**WHAT IS ASKED**
Please pick out every line in the items below that contains the string "storefront", and copy each one. Case counts.

(Point labeling dataset excerpts)

--

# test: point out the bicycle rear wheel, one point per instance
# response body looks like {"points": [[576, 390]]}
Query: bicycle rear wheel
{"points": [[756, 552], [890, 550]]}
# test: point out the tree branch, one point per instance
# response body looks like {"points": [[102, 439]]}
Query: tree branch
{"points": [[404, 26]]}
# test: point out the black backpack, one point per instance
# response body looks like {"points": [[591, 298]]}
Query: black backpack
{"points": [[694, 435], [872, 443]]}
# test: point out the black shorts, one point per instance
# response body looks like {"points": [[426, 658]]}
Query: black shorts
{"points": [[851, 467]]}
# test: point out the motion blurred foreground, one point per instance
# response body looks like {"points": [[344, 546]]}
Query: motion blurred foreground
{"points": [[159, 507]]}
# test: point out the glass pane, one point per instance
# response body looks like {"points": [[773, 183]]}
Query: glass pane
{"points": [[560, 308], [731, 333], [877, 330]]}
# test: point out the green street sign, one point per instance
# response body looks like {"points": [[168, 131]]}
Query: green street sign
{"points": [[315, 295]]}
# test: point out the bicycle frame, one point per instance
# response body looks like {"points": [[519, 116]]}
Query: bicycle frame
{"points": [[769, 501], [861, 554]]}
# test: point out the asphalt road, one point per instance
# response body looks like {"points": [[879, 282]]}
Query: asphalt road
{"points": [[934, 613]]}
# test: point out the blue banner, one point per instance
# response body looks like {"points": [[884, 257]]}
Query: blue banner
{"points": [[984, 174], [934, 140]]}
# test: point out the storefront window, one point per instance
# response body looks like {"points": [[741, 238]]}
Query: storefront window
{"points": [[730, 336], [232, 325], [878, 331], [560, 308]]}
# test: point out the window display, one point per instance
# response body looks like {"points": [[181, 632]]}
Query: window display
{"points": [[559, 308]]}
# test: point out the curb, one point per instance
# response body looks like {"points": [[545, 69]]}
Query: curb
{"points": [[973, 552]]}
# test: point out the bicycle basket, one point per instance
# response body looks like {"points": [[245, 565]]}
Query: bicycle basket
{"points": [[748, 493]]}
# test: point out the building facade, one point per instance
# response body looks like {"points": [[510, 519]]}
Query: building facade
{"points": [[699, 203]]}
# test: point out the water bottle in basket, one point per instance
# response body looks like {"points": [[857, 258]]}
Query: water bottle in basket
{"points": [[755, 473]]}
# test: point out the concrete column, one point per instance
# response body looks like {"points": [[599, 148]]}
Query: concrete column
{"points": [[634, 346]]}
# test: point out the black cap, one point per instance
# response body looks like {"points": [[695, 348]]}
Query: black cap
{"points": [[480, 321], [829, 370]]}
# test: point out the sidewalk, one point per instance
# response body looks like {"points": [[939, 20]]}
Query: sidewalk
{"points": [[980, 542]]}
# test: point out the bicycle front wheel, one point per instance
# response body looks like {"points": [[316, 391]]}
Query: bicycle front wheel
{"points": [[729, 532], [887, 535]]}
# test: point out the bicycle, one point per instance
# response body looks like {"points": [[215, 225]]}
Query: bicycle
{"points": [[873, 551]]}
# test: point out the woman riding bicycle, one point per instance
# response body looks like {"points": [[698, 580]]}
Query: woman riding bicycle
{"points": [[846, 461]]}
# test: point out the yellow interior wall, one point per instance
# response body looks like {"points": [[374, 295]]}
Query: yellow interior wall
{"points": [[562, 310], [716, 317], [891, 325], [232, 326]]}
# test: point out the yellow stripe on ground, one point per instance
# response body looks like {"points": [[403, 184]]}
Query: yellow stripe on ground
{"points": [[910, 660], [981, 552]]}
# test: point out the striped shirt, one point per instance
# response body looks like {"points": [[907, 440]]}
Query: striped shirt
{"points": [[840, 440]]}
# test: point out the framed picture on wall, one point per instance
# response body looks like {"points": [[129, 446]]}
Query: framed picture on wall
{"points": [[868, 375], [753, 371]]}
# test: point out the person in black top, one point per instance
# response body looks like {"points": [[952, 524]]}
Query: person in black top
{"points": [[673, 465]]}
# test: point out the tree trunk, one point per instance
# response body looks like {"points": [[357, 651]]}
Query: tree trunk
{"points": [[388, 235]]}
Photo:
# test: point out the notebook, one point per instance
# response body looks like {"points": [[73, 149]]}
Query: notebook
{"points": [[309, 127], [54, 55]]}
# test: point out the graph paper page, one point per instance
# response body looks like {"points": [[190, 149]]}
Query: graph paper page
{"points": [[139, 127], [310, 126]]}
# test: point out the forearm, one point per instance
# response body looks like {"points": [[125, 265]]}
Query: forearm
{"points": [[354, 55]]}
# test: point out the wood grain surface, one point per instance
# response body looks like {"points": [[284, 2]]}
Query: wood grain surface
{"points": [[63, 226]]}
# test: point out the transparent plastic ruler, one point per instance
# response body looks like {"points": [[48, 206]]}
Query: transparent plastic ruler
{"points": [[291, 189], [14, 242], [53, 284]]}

--

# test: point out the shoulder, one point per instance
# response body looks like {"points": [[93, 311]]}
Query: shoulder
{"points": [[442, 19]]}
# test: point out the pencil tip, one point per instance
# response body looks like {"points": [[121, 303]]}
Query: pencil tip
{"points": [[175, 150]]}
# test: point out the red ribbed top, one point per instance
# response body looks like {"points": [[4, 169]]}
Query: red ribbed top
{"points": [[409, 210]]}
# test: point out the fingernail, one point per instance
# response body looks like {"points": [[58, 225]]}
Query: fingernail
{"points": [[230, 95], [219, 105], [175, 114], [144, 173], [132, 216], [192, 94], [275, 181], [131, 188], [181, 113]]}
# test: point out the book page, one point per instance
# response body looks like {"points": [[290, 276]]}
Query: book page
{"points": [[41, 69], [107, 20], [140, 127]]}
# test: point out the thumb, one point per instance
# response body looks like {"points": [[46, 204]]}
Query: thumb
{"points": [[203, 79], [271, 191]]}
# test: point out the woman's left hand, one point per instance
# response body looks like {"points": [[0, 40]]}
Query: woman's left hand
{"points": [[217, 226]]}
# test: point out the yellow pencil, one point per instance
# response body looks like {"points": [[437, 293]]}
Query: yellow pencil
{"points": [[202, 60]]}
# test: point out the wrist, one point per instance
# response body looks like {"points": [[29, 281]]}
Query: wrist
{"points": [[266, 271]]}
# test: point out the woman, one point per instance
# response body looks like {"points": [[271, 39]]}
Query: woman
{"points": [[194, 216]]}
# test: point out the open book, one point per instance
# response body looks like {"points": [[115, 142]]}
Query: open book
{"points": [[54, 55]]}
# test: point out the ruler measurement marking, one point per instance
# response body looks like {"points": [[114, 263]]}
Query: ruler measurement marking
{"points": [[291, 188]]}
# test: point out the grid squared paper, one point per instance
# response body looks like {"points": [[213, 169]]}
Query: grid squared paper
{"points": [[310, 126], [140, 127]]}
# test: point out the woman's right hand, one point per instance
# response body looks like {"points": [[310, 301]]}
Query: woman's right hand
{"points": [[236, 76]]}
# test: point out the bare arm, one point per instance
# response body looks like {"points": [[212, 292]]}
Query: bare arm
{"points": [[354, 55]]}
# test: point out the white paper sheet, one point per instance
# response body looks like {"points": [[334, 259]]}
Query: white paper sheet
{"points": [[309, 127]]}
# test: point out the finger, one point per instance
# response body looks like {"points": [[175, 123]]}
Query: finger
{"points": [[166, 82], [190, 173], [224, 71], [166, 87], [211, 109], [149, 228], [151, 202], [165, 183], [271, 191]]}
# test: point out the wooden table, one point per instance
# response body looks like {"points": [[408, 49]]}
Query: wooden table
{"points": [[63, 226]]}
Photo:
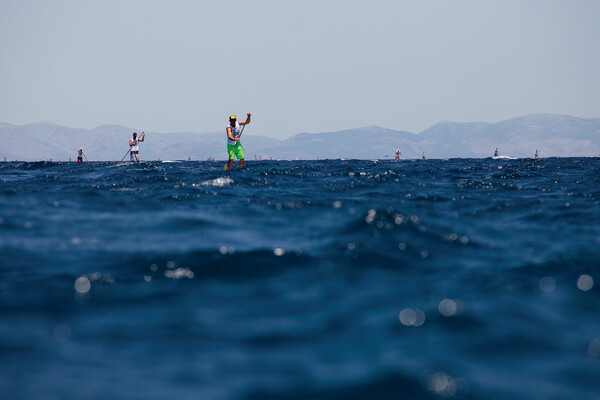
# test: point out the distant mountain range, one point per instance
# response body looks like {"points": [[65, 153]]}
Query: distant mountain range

--

**OUTPUT FOR THIS EXERCISE**
# test: point out the storefront window, one point per instance
Query: storefront window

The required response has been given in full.